Randal Burns' Big Data Blog

smallbigrbface.jpghpim1156.jpg

RSS feed!

Thoughts related to the management of large data sets, storage systems, database systems, scientific computing, and anything else that catches my fancy.

Distributed Sensing

originally posted 02/24/2008

My student Ioannis has been trying to turn me on to compressive sensing for a while now. He loves it because it is so “radical”, “new”, and “cool”. These are important things, but systems researchers tend to dismiss such superlatives and ask mundane questions like, “how can this improve operational behavior?” The best innovations are those that have profoundly change the way that we assemble information systems.

I looked into it more deeply in the context of my Advanced class and am absolutely convinced that Ioannis is right. It is cool and radical. But, not for it’s elegance, but rather for its ability to do distributed sensing. (OK, I am not going to summarize the technique to much, so check out the tutorial.)

In a sensor network, data collection comprises computing a random matrix that defines what observations each sensor should make, e.g. for a time series of n values, each sensor will observe s of those n, s<n, compose the collection into a single value. These collections are shipped back to a host computer where the signal is reconstructed by inverting the randomized matrix.

The implications are many. Each sensor can act independently, without coordination overhead. The system as a whole collects only as many samples as is needed to capture the information of the signal (as determined by its sparsity). Essentially, the data are already compressed when they are sampled. This defies intuition, but it works. This is the killer app. The proponents like to talk about the “single pixel camera” as a way to explain the technique. But it doesn’t pack the same intellectual punch as distributed sensing. It makes the technique seem like a toy. From my experience, the single pixel camera kept my interest at Bay until I delved more deeply, because it did not capture the heart and mind.

As a systems guy, the distributed/uncoordinate nature of CS is the best property and has incredible implications on environmental sensing. In most applications, the technique is useless, because wavelet techniques have better fidelity at the same data size. They should, they address the sparsity directly rather than through randomness.

I am not sure that I will ever use these techniques, because they don’t tend to fit the kinds of applications that I am working on. But, for me personally, compressive sensing goes into the category of cool, useless things that I would like to use later. The other recent techniques in this category are manifold characterization and learning techniques, such as LLE and Isomap (see the Science issue of 22 December 2006) and LDPC codes (nice tutorial). I should probably write an entry on why I think LDPC codes are useless.

· %2008/%03/%14 %17:%Mar · Randal Burns · 0 Comments

Re-Thinking MSST

originally posted 12/22/2008

Steve Louis of Lawrence Livermore National Labs wrote me today to ask if I wanted to help out with a new workshop entitled “First Workshop on Computing with Massive and Persistent Data” (no Web presence yet). This would seem to be right up this blog’s alley. The idea is to do a small interactive thing with 10-12 people that actually have big data. Steve’s the man (in a good way not THE MAN who’s keeping us down) and the conference is in Baltimore so it’s kind of a no-brainer for me to say yes enthusiastically.

[Stored items]
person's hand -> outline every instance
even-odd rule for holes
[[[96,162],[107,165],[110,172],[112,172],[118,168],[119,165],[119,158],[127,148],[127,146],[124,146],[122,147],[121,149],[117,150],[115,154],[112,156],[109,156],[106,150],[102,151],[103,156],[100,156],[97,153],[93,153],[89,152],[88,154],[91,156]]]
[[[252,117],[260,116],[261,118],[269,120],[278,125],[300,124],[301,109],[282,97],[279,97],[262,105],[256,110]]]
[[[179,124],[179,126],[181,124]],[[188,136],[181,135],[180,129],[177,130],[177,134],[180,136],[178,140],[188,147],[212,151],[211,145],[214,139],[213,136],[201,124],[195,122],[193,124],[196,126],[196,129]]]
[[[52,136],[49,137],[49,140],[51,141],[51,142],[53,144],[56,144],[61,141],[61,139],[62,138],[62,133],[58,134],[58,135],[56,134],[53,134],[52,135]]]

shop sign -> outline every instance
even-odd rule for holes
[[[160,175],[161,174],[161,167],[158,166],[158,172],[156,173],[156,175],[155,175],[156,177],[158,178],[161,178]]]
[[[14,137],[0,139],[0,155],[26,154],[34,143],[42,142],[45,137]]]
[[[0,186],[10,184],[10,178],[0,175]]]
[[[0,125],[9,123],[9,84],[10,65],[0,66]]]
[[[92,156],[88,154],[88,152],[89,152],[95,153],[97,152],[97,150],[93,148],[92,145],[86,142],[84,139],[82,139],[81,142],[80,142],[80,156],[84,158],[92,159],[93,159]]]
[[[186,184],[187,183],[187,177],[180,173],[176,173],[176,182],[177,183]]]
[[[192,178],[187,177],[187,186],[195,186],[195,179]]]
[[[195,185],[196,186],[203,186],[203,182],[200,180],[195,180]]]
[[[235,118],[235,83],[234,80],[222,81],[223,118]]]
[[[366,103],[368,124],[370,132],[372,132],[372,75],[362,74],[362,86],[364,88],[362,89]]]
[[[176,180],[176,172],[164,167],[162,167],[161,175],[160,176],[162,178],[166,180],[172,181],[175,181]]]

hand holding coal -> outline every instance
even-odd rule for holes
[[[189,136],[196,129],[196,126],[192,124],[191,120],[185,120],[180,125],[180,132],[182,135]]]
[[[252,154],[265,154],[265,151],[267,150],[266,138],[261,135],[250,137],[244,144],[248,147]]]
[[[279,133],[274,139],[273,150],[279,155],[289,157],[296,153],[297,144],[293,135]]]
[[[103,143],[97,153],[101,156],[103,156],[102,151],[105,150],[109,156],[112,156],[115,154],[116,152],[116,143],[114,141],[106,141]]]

▶ _REQUIRED TASK_
Revise the blog text starting at "Re-Thinking MSST" and ending at "say yes enthusiastically.", changing "interactive" to "informal".

▶ _COMPLETED TASK_
Re-Thinking MSST

originally posted 12/22/2008

Steve Louis of Lawrence Livermore National Labs wrote me today to ask if I wanted to help out with a new workshop entitled “First Workshop on Computing with Massive and Persistent Data” (no Web presence yet). This would seem to be right up this blog’s alley. The idea is to do a small informal thing with 10-12 people that actually have big data. Steve’s the man (in a good way not THE MAN who’s keeping us down) and the conference is in Baltimore so it’s kind of a no-brainer for me to say yes enthusiastically.